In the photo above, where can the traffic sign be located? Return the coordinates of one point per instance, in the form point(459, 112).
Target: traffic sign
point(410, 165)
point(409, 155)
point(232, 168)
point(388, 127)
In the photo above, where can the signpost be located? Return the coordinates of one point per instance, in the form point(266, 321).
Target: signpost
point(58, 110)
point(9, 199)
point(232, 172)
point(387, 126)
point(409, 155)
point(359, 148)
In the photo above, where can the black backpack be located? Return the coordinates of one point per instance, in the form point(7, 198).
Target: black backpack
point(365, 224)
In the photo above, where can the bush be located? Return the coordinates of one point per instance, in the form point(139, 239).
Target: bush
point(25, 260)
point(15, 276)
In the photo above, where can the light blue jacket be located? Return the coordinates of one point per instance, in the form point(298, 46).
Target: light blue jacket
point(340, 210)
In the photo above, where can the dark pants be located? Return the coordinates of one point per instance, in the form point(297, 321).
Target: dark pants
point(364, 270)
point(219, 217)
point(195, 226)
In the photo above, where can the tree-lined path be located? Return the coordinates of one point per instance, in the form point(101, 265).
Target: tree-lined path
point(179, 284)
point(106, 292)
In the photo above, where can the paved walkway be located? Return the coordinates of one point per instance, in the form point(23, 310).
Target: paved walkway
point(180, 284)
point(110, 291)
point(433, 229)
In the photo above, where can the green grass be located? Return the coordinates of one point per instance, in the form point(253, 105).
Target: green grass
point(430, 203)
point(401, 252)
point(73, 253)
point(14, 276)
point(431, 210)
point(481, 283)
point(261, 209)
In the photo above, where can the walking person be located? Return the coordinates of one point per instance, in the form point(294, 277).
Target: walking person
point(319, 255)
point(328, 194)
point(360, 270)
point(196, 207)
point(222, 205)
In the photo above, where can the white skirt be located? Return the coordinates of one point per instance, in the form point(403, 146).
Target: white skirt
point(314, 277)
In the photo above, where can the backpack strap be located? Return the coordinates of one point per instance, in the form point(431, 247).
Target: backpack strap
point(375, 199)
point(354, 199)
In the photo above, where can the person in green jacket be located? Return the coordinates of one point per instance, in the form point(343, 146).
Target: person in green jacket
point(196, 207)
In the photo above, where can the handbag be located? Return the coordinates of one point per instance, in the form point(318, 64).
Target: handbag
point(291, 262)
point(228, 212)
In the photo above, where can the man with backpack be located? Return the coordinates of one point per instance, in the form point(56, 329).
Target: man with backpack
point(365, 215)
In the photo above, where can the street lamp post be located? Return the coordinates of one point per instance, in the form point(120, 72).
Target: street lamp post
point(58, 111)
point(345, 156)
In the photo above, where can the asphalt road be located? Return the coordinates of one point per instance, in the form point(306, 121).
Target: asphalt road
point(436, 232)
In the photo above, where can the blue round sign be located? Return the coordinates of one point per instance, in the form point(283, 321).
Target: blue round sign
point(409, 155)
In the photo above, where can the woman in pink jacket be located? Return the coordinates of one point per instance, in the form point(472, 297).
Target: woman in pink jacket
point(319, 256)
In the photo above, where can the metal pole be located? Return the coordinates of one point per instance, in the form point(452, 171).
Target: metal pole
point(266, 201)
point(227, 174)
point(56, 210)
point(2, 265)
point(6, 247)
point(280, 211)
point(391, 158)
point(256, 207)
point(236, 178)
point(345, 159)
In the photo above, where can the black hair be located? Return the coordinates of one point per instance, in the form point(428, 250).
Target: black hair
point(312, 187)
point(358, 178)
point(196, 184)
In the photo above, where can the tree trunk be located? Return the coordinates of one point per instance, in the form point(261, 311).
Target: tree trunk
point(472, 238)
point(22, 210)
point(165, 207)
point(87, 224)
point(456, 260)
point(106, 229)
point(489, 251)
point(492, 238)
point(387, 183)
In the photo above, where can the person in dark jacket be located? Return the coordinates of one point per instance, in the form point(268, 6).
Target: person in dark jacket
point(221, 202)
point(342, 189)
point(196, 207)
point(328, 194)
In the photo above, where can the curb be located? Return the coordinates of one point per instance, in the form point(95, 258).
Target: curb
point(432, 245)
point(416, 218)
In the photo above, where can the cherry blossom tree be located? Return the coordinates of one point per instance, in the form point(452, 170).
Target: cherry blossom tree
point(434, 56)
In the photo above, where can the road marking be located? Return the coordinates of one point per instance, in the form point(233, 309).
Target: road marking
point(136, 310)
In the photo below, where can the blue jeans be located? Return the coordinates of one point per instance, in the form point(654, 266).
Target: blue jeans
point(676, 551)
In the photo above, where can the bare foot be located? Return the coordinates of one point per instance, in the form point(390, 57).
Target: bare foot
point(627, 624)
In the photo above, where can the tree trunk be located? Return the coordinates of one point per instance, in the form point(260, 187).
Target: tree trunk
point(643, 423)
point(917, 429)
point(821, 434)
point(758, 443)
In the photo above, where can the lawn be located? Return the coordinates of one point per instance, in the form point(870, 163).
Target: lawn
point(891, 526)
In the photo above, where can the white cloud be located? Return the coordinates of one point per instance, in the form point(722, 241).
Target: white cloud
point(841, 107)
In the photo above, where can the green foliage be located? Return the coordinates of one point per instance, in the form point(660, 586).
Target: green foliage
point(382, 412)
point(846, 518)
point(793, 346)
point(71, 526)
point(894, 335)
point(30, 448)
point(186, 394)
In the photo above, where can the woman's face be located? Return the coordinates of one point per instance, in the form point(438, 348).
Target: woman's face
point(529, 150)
################
THE TASK: Give the records above again in full, keeping every character unchanged.

EXERCISE SOLUTION:
In the photo above, where can the traffic sign be located? Return the coordinates of one point per instance, in the form point(459, 112).
Target: traffic sign
point(410, 165)
point(409, 155)
point(232, 168)
point(388, 127)
In the photo above, where can the signpost be located? Return the coordinates of one point per instance, in the form point(266, 321).
Target: signpost
point(58, 110)
point(9, 199)
point(232, 172)
point(387, 126)
point(409, 155)
point(359, 148)
In the photo above, where can the black backpack be located? Return the coordinates of one point per instance, in the form point(7, 198).
Target: black backpack
point(365, 224)
In the photo above, where can the bush be located? Return the coordinates of one point per instance, in the form point(139, 239).
Target: bush
point(25, 260)
point(15, 276)
In the photo above, where can the light blue jacket be located? Return the coordinates of one point per instance, in the form point(298, 46).
Target: light blue jacket
point(340, 210)
In the photo above, where can the dark pants be located? Return the coordinates of one point per instance, in the form point(297, 321).
Target: dark pants
point(364, 270)
point(219, 217)
point(195, 226)
In the photo above, where can the tree-lined path be located? Return the coordinates of one point per instance, in the form point(101, 265).
Target: tree-lined path
point(179, 284)
point(106, 292)
In the photo above, where can the paved walkway be located? Return the coordinates of one point per instance, in the form point(23, 310).
Target: paved walkway
point(180, 284)
point(110, 291)
point(433, 229)
In the photo above, where can the green grass be located? Return the coordinates of one point per instance, in the form point(253, 105).
Target: green grass
point(430, 203)
point(401, 252)
point(73, 253)
point(14, 276)
point(431, 210)
point(481, 283)
point(261, 209)
In the photo above, where can the walking person be located? Return the coordinates of one point per instance, in the form point(294, 277).
Target: walking person
point(319, 255)
point(328, 194)
point(360, 270)
point(196, 207)
point(222, 205)
In the photo above, where can the white skirt be located? Return the coordinates of one point per instance, in the form point(403, 146).
Target: white skirt
point(314, 277)
In the photo above, where can the backpack strap be located? Return the coordinates of one point per instance, in the form point(431, 247).
Target: backpack strap
point(375, 199)
point(354, 199)
In the photo above, where can the person in green jacket be located? Return the coordinates of one point per instance, in the form point(343, 146).
Target: person in green jacket
point(196, 207)
In the photo above, where can the handbag be located? Return the coordinates of one point per instance, in the form point(318, 64).
Target: handbag
point(291, 262)
point(228, 212)
In the photo above, where can the man with backpack be located? Return the coordinates of one point per instance, in the form point(56, 329).
Target: man with backpack
point(365, 215)
In the photo above, where can the street lamp post be located? Return the coordinates of one point per instance, in the form point(120, 72).
Target: street lamp post
point(58, 111)
point(345, 156)
In the photo above, where can the asphalt road be located? Return the coordinates of one point per instance, in the form point(306, 121).
Target: asphalt road
point(436, 232)
In the photo above, where can the blue round sign be located? Return the coordinates of one point per instance, in the form point(283, 321).
Target: blue round sign
point(409, 155)
In the photo above, where can the woman in pink jacket be located? Return the coordinates of one point per instance, in the form point(472, 297).
Target: woman in pink jacket
point(319, 256)
In the photo above, where can the metal pole be located? Return the coordinates of one point per instance, in the form point(452, 171).
Target: metal pole
point(266, 201)
point(227, 174)
point(56, 210)
point(2, 265)
point(6, 247)
point(280, 211)
point(391, 158)
point(256, 207)
point(236, 178)
point(345, 159)
In the photo above, where can the black hair be located? Return the coordinates of one point per instance, in the form point(428, 250).
Target: black hair
point(312, 187)
point(358, 178)
point(196, 184)
In the photo above, where can the tree trunk be located? Return the coordinates of one point per instance, in the form point(261, 311).
Target: tree trunk
point(472, 238)
point(22, 210)
point(165, 207)
point(87, 224)
point(456, 260)
point(106, 229)
point(489, 251)
point(492, 238)
point(387, 183)
In the photo above, where can the person in dark jacket be located? Return the coordinates of one point per instance, in the form point(268, 6).
Target: person in dark jacket
point(221, 202)
point(342, 189)
point(196, 207)
point(328, 194)
In the photo above, where can the curb be located? Return the coordinates of one point per instance, in the form point(95, 258).
Target: curb
point(432, 245)
point(416, 218)
In the photo above, where can the cherry blossom tree be located? Return the coordinates of one point per instance, in the form point(452, 170).
Target: cherry blossom tree
point(434, 56)
In the photo above, where can the road marking be located? Return the coordinates of one point per instance, in the form point(233, 309).
Target: road marking
point(136, 310)
In the photo below, where can the blue jeans be located? Return the coordinates of one point per instance, in the form point(654, 266).
Target: blue jeans
point(676, 551)
In the photo above, where can the bare foot be located? Return the coordinates of one point per instance, in the form point(390, 57).
Target: bare foot
point(627, 624)
In the photo above, where can the tree trunk be located? Return the coordinates of one point per instance, in the form point(260, 187).
Target: tree trunk
point(643, 423)
point(917, 429)
point(821, 434)
point(758, 443)
In the photo above, where can the lawn be located? Return the coordinates of one point per instance, in the form point(870, 163).
Target: lawn
point(891, 526)
In the photo above, where can the white cloud be located? Return the coordinates of one point per instance, in the form point(722, 241).
Target: white cloud
point(841, 107)
In the photo above, where can the green foliage be located? Return the coordinates of one point per instance, in the form point(660, 586).
Target: green foliage
point(382, 412)
point(846, 518)
point(793, 346)
point(71, 526)
point(894, 335)
point(30, 448)
point(186, 394)
In the photo above, where can the woman's face be located? Return the coordinates of one point per instance, in the form point(438, 348).
Target: woman's face
point(529, 150)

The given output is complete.